◆ Work instruction
Copy the lines below as they are; omit the images they contain.

[[ Input records open ]]

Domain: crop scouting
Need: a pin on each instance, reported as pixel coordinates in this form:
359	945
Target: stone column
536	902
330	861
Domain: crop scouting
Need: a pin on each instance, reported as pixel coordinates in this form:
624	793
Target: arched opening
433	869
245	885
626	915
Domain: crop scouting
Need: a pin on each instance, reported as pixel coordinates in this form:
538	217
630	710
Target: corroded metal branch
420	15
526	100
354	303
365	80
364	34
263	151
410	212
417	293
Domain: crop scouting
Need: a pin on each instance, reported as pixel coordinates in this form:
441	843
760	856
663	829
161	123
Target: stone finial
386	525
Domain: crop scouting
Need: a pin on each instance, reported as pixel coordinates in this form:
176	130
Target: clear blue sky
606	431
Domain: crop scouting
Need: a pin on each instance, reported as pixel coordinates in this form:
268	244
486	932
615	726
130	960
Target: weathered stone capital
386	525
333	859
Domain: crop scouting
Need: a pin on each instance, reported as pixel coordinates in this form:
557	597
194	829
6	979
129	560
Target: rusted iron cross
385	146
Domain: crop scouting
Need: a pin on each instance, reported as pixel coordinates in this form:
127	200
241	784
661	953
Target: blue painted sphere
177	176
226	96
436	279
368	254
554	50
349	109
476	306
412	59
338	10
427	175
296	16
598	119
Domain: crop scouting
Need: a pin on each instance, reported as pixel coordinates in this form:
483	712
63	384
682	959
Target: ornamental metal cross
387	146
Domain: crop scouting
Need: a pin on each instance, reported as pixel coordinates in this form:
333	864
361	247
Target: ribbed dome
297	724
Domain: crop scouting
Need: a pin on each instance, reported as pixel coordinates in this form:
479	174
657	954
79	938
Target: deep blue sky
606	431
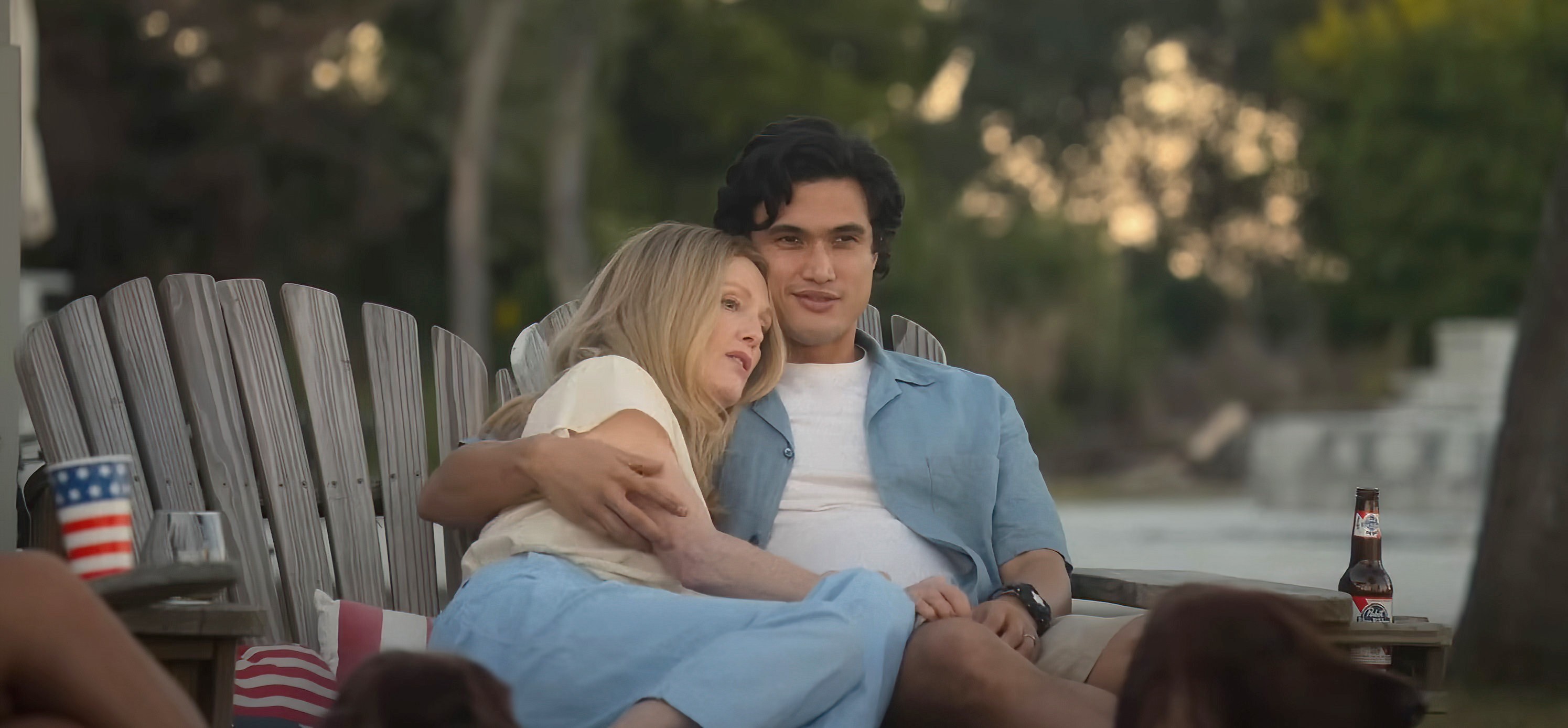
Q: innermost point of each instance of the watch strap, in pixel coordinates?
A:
(1037, 606)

[[ Input records closed ]]

◆ Solved exercise
Domain: crop scouting
Need: a pin on each instance, reported as pixel coordinates in this form:
359	945
Target: stone column
536	902
330	861
Domain: crop scouting
Need: a pin on each instance, reported as pixel coordinates in this form:
624	793
Target: arched opening
433	869
245	885
626	915
Domain: crop scouting
Need: a pin on each instance, reported as pixel coordinates in this form:
538	217
630	710
Target: corroded metal branch
420	15
526	100
354	303
365	80
364	34
263	151
410	212
417	293
Domain: crop scouting
Need: a pin on each instance, reported as pixel coordinates in this form:
441	843
760	856
663	829
161	123
Target: stone finial
386	525
Domain: crop scouting
Need: a pin on each instance, reported as pixel coordinates in this form:
176	130
Target: clear blue sky
606	431
Domain: crop scouting
Need: a pin on each instance, reported as pixel coordinates in this form:
268	244
486	932
615	726
130	960
Target: weathered stone capital
386	525
333	859
Domain: crop scouting
Need: a pin on each instance, reported as pixel coordinates in this form:
557	597
194	829
6	979
129	560
Target: rusted iron cross
385	146
Domain: crop scouting
Need: a pin on each instance, reported as pixel coordinates in this form:
127	200
241	784
661	953
Target: blue painted sphere
177	176
226	96
436	279
368	254
554	50
349	109
476	306
412	59
338	10
427	175
296	16
598	119
Domain: crop scouting
Need: a pin on each instance, reported as pixel coordinates in this form:
483	712
63	384
682	959
Target: ornamental metal cross
387	146
Domain: crop scouting
Need: a pin on each instance, reported as pixel coordinates in this form:
333	864
361	247
Target: ribbed dome
297	724
Domain: crop scouting
Need: a pin on each instance, reported as pixel coordinates in this form:
479	174
657	954
79	938
Target: deep blue sky
606	431
Q: innermost point of each instance of the watch strap, in pixel coordinates?
A:
(1037, 606)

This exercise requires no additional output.